[Exercise instructions]
Look below for the line with "Report x and y for each instance of the stone" and the line with "Query: pine tree". Copy exactly those two lines and every line between, but not the pictures.

[Data to examine]
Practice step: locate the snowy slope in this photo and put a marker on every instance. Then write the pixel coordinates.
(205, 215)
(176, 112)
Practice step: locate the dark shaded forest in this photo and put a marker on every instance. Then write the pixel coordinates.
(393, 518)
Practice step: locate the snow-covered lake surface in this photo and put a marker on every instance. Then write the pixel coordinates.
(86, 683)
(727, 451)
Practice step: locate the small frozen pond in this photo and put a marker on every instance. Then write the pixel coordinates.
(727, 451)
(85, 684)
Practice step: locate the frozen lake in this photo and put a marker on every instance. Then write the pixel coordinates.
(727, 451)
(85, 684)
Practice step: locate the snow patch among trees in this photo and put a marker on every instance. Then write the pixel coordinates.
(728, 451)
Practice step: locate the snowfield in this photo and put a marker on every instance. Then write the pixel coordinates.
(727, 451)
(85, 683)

==

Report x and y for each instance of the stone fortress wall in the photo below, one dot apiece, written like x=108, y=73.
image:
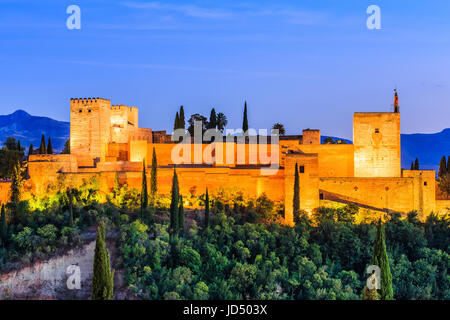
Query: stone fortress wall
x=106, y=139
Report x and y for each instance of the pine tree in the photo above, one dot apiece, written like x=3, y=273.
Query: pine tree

[The answer]
Report x and y for each instance of the stone fortress wall in the photo below, one dot apiece, written like x=108, y=73.
image:
Query: stone fortress wall
x=106, y=139
Report x and y for each instance of the pine tree in the photo above, one dot apiece, written like x=3, y=273.
Query: pine tree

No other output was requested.